Image-backed grounding data
§
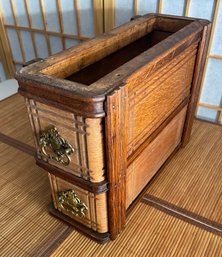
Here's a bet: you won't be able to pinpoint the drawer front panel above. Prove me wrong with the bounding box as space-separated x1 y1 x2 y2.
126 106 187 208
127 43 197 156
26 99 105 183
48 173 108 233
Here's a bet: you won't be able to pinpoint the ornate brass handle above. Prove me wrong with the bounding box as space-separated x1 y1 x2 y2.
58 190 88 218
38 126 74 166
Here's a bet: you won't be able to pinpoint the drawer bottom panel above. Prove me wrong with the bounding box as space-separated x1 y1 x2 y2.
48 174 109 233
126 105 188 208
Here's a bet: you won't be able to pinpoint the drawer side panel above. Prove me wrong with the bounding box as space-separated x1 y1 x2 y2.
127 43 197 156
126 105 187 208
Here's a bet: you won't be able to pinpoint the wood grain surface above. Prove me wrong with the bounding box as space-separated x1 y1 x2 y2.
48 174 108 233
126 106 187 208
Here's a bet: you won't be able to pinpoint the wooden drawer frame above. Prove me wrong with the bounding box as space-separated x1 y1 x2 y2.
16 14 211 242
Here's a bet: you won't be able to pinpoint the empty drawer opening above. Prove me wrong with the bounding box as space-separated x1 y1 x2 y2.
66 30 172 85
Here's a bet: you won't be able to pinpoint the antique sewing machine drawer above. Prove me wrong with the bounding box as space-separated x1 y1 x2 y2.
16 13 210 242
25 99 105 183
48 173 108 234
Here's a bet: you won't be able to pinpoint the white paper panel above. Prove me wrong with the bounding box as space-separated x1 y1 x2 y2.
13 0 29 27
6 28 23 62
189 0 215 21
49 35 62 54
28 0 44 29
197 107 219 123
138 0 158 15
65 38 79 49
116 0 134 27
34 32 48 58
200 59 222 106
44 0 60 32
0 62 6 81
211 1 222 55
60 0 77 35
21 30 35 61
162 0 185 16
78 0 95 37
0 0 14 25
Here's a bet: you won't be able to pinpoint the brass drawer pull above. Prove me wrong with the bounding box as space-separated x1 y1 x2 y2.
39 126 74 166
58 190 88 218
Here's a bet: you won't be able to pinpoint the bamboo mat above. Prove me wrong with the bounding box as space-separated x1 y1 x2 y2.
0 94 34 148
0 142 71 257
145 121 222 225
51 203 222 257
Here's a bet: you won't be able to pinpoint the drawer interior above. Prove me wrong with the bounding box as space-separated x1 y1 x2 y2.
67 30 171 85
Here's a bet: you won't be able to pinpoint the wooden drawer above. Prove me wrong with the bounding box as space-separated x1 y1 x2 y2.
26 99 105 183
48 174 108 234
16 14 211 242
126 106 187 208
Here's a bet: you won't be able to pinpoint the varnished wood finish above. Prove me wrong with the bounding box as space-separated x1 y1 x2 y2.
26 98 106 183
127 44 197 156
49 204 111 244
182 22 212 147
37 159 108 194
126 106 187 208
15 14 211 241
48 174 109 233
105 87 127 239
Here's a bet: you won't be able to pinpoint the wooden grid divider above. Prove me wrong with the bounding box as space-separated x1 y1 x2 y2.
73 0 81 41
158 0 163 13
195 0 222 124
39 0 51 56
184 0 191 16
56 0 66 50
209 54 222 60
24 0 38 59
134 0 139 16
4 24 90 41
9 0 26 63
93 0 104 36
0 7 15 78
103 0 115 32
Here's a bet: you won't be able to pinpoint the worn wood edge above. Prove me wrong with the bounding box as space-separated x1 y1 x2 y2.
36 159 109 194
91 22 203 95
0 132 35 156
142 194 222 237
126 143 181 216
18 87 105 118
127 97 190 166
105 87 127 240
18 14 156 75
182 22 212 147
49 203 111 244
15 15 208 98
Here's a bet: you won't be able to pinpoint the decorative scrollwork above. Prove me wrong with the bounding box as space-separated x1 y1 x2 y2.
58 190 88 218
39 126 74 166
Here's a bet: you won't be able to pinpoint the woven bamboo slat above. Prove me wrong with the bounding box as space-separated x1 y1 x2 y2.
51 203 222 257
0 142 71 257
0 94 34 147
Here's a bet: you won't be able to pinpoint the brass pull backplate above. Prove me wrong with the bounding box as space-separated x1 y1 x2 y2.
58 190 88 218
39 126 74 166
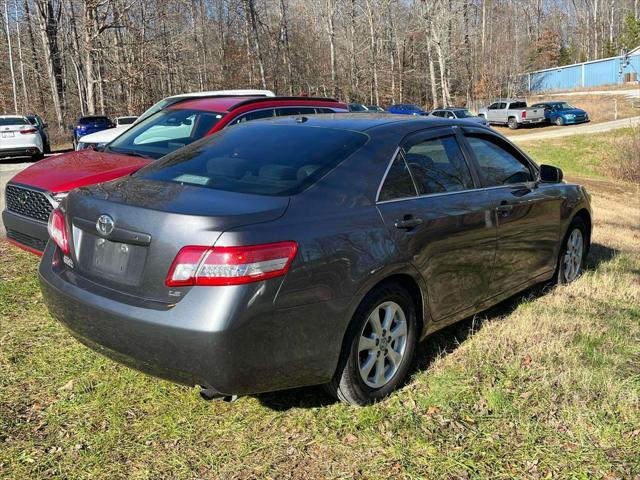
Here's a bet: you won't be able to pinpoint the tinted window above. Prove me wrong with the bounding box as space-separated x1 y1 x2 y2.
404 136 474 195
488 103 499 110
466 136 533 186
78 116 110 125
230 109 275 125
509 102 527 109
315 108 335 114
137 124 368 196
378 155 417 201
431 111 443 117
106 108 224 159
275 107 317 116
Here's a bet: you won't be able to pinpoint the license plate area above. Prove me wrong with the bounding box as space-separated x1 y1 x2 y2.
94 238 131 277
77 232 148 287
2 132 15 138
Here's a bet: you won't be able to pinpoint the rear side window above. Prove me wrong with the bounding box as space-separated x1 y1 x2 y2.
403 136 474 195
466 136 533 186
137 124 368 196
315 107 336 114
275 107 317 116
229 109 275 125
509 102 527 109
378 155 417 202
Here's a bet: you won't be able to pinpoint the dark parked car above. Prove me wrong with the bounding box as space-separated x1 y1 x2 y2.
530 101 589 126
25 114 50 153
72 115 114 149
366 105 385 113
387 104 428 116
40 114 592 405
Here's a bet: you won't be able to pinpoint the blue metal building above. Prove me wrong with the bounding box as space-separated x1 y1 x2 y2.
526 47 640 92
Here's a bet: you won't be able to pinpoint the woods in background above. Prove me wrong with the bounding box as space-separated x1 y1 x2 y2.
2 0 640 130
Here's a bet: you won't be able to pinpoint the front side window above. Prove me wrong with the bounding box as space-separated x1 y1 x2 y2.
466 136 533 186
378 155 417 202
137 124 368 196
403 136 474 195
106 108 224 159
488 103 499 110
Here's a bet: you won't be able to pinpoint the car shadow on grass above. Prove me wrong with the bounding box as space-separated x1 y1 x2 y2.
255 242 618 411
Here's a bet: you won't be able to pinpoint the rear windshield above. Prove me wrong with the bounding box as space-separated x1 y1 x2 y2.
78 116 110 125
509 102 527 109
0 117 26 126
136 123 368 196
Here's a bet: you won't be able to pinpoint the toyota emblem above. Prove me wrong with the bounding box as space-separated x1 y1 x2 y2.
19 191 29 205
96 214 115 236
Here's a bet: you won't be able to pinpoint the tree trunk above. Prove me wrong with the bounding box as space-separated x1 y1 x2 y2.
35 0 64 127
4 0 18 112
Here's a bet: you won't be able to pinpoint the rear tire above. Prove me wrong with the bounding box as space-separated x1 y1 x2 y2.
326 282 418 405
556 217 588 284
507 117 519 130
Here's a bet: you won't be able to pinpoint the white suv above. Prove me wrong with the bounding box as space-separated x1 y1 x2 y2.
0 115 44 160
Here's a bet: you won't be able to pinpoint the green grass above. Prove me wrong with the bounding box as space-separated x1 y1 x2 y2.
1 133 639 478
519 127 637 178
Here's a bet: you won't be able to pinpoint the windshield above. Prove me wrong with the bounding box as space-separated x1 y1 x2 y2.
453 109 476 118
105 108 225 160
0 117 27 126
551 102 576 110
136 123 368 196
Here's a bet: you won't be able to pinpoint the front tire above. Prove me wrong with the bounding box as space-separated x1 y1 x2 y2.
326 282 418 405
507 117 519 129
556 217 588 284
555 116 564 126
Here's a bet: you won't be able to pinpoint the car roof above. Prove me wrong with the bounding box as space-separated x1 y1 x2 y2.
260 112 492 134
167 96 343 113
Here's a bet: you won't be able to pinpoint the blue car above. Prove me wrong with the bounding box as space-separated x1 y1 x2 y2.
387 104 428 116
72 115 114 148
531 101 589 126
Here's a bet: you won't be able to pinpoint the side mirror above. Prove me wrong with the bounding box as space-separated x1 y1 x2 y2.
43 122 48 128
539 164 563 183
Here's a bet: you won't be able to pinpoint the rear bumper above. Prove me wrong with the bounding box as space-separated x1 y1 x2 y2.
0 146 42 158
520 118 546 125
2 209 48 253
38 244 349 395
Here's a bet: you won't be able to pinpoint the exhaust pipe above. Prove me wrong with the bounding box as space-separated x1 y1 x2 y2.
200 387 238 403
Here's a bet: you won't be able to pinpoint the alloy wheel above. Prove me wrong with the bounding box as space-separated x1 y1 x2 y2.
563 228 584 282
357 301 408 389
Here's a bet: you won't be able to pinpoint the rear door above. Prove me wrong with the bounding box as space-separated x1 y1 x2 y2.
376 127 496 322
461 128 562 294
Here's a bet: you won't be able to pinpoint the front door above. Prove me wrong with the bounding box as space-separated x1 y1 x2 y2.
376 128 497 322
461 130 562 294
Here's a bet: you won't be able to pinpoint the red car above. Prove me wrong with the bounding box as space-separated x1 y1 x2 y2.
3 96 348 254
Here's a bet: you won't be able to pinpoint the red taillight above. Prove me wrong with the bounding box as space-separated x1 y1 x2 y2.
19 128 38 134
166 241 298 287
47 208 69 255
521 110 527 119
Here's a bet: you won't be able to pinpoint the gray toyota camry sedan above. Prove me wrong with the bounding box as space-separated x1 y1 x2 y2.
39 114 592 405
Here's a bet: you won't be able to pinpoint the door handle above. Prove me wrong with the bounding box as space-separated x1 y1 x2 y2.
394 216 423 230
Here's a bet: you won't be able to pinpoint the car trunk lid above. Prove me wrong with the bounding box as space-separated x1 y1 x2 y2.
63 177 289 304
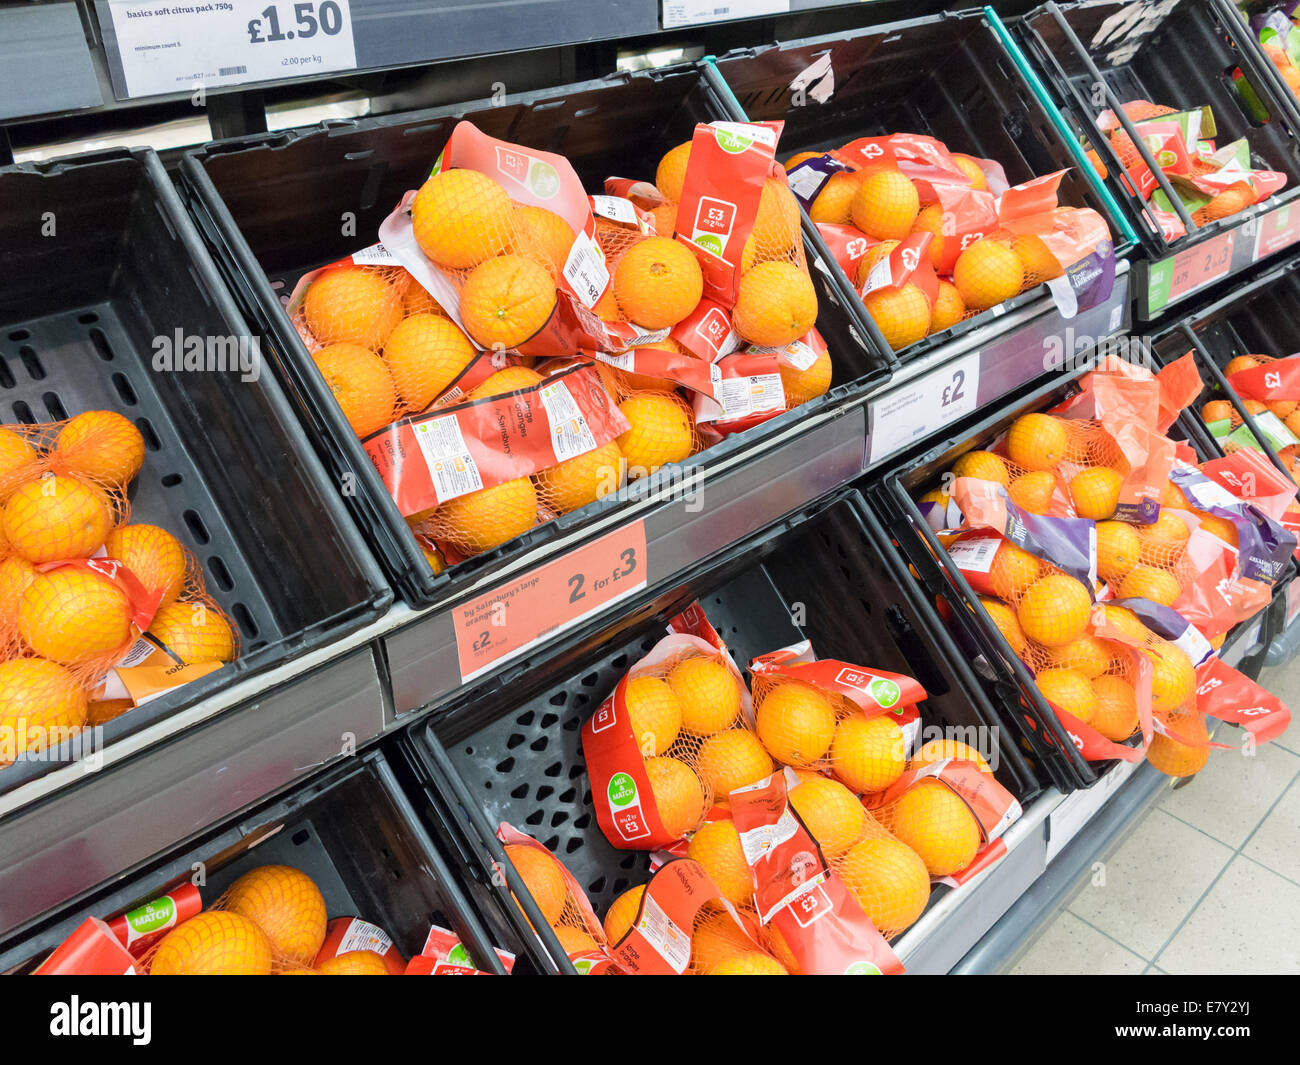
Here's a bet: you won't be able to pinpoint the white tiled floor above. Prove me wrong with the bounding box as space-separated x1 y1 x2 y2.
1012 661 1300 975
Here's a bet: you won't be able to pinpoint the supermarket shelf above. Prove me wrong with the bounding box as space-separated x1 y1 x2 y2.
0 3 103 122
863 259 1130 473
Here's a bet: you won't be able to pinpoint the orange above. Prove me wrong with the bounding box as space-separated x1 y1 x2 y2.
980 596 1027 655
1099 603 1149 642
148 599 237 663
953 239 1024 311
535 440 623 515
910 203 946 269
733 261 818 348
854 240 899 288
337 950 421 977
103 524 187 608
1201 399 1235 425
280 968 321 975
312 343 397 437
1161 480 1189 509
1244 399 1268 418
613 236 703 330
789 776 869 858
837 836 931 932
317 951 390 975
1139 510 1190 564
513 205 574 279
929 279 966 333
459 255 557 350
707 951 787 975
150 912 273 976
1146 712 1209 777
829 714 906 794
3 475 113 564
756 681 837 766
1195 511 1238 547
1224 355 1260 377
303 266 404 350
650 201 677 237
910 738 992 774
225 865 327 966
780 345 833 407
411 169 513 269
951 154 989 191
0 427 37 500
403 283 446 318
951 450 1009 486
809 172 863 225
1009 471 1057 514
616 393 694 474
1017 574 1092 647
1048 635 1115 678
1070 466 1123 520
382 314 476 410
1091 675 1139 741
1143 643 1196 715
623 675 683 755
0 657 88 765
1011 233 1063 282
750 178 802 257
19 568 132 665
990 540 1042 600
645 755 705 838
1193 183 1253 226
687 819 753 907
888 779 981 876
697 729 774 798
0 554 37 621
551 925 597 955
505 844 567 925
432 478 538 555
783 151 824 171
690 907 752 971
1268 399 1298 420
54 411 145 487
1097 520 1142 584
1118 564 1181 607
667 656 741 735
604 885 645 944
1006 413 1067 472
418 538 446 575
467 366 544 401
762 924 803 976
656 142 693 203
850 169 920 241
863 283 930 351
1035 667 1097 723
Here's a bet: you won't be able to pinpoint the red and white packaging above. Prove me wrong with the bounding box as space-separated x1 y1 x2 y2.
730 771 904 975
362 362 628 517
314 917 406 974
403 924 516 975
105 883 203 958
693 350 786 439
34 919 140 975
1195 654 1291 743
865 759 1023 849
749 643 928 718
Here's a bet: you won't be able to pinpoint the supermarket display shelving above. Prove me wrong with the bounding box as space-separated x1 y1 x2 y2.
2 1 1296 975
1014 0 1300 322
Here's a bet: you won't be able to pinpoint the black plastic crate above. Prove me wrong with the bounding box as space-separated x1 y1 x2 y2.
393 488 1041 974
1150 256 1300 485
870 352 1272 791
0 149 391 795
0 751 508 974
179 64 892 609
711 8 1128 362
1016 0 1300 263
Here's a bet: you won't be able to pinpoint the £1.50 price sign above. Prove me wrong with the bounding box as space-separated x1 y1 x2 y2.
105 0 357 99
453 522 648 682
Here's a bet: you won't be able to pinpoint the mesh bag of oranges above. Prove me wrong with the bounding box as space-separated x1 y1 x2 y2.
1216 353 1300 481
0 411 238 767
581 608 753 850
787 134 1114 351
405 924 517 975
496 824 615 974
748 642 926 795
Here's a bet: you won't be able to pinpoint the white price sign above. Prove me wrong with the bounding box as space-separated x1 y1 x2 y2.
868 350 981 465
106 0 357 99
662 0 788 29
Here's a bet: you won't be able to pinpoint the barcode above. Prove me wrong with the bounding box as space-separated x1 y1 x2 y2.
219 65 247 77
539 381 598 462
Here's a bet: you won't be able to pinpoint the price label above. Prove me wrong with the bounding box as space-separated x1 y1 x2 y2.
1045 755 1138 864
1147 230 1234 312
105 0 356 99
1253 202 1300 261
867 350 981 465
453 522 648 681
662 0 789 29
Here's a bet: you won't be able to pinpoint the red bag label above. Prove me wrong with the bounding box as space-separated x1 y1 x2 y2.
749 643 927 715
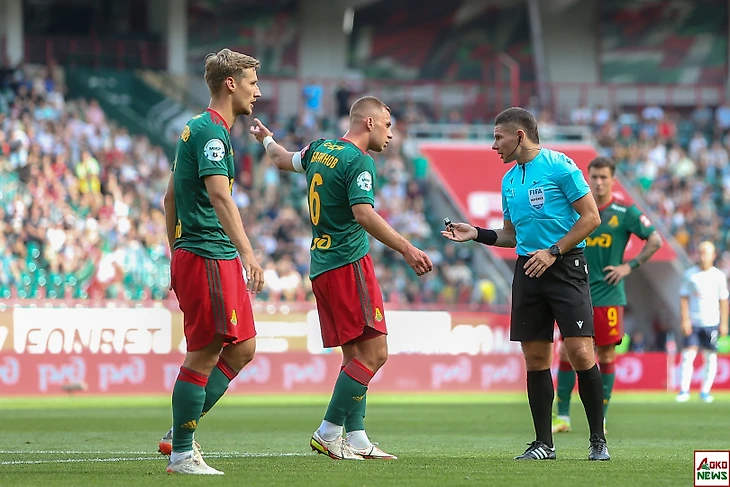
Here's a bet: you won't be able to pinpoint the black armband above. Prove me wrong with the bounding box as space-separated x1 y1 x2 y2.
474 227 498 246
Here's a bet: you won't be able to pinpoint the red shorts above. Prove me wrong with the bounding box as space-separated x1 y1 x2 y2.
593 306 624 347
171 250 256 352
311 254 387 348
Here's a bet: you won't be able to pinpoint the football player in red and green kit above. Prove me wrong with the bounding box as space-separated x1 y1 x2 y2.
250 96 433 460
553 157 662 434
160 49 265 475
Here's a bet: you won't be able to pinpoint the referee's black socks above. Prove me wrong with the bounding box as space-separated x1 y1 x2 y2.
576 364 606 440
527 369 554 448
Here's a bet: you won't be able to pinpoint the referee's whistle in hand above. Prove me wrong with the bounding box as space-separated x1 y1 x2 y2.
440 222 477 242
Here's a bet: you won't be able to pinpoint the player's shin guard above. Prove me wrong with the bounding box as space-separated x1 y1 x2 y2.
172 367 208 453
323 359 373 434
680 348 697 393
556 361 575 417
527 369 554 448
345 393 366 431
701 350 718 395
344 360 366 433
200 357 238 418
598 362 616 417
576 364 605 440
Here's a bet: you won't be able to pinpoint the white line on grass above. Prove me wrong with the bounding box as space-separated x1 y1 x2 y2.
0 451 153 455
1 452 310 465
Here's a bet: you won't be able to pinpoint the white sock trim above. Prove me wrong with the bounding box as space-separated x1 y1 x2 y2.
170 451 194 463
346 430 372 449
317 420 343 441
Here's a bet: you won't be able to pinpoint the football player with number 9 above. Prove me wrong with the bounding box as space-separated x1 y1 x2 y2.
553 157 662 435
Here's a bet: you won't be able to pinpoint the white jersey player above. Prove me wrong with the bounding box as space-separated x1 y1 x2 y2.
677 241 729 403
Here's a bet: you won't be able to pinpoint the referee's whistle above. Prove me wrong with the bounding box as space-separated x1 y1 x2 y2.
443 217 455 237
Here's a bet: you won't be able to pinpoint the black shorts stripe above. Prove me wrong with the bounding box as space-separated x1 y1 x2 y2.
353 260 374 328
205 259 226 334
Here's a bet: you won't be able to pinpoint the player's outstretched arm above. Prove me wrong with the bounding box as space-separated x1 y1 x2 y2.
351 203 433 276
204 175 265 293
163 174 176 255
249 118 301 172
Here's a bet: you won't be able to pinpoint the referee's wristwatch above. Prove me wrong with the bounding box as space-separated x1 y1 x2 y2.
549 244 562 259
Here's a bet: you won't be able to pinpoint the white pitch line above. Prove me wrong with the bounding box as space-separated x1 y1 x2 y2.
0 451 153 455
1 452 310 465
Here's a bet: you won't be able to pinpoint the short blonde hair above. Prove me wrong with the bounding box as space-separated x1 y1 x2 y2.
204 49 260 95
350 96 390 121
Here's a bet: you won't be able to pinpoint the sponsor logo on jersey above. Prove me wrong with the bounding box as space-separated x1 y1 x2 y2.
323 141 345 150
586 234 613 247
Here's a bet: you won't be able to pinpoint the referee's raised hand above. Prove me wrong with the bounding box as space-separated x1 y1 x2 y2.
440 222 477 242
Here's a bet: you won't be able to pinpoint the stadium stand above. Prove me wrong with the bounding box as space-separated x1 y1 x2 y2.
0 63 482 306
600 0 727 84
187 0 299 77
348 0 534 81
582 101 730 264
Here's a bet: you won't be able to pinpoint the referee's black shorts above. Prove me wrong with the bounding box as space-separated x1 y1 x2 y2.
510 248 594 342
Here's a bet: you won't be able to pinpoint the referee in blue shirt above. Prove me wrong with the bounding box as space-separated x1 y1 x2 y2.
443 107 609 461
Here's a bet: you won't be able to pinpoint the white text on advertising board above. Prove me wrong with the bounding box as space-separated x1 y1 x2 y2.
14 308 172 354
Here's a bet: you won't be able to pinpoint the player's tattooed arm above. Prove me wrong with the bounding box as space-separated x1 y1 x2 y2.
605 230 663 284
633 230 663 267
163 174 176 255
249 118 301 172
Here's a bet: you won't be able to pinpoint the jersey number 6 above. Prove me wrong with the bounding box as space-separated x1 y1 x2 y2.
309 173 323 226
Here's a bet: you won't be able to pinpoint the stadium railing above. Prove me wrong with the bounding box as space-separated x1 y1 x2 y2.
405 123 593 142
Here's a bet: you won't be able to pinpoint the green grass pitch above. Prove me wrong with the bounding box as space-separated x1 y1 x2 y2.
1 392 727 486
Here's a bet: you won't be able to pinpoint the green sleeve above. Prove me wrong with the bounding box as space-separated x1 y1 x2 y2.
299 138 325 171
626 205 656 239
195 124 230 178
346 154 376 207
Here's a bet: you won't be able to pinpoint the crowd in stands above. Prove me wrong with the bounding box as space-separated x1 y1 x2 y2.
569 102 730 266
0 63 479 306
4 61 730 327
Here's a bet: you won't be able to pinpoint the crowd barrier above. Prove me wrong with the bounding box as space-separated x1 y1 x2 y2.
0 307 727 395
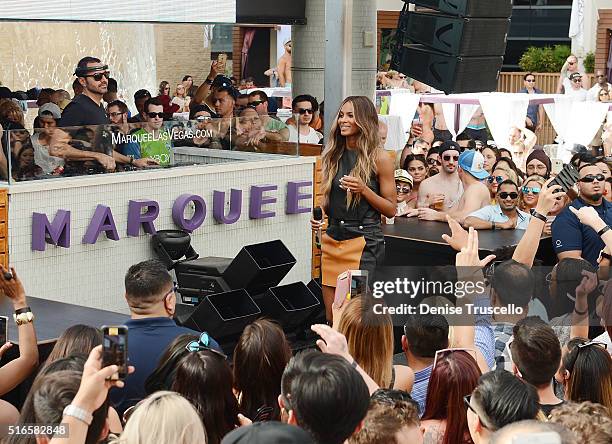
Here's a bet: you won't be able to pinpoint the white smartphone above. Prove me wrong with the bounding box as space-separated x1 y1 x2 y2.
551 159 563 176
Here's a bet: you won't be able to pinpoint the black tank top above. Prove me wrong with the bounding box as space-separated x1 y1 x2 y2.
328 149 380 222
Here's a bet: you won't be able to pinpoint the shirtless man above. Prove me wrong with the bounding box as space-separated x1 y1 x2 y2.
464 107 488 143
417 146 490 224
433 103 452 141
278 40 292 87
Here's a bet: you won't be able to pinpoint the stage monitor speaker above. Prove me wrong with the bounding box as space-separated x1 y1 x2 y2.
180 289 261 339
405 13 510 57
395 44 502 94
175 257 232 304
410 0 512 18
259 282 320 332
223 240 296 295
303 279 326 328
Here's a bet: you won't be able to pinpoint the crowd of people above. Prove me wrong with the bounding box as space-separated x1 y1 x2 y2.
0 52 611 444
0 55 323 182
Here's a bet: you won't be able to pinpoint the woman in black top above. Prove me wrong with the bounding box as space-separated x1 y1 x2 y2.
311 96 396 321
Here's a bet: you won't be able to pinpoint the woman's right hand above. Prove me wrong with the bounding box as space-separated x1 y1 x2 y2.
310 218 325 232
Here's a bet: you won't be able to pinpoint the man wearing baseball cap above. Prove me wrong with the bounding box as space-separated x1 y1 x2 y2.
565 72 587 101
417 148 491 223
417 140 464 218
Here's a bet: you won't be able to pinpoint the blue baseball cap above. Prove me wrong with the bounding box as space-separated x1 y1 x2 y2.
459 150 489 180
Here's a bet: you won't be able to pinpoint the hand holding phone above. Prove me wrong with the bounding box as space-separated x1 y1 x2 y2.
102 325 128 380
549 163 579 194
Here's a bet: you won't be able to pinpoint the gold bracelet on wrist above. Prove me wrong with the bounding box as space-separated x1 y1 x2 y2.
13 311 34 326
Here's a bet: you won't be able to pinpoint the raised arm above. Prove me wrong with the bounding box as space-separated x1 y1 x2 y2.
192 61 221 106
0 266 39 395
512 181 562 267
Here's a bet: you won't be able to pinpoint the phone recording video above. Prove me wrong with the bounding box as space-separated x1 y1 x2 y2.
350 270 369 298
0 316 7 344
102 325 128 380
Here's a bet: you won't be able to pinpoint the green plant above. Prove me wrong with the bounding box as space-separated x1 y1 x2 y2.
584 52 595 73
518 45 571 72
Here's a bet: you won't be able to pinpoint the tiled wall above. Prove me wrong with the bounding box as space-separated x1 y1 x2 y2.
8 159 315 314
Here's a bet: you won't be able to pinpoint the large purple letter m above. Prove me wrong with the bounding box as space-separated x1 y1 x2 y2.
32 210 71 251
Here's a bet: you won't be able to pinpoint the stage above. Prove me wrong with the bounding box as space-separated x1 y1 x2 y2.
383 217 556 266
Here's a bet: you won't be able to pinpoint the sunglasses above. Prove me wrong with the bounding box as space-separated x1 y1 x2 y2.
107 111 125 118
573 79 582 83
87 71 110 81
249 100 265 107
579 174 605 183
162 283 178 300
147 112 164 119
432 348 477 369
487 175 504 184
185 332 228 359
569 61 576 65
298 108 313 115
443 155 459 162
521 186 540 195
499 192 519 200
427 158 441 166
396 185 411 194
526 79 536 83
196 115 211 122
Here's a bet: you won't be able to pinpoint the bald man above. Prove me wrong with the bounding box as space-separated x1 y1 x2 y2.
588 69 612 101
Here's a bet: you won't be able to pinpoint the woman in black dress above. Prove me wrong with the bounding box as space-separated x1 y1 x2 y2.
§
EXERCISE: The lines from the one holding "Here's a bet: you won't be able to pinpoint the large" to the final line of the entries, both included, are what should be output, exactly and alone.

ANSWER BOX:
Here's a bet: you won't be able to pinpoint the large purple letter m above. Prove me wrong with the bounding box as space-separated x1 y1 x2 y2.
32 210 71 251
Here's a bet: you won't be able to pinpoint the stage above. Prove me wrong with the bounding box as space-separated x1 y1 x2 y2.
383 217 556 266
Here's a bet: you won't be able to pinpoint the sunglasses above. Prove me wrong with the bounding box as space-separated x1 y1 x2 y2.
107 111 125 118
573 79 582 83
87 71 110 81
249 100 265 107
579 174 605 183
162 283 178 300
147 112 164 119
432 348 477 369
487 175 504 184
185 332 228 359
569 61 576 65
298 108 313 115
443 155 459 162
521 186 540 195
499 192 519 200
427 158 441 166
396 185 411 194
526 79 536 83
196 115 211 122
Here's a bet: you won't be able to pinpoint the bald man above. Prove me wrong with the bounding box as space-separated x1 y1 x2 y2.
588 69 612 101
Here's a bet: you won't be able to pinpoint the woman in black dress above. Prove me wrong with the bounding box as space-separated x1 y1 x2 y2.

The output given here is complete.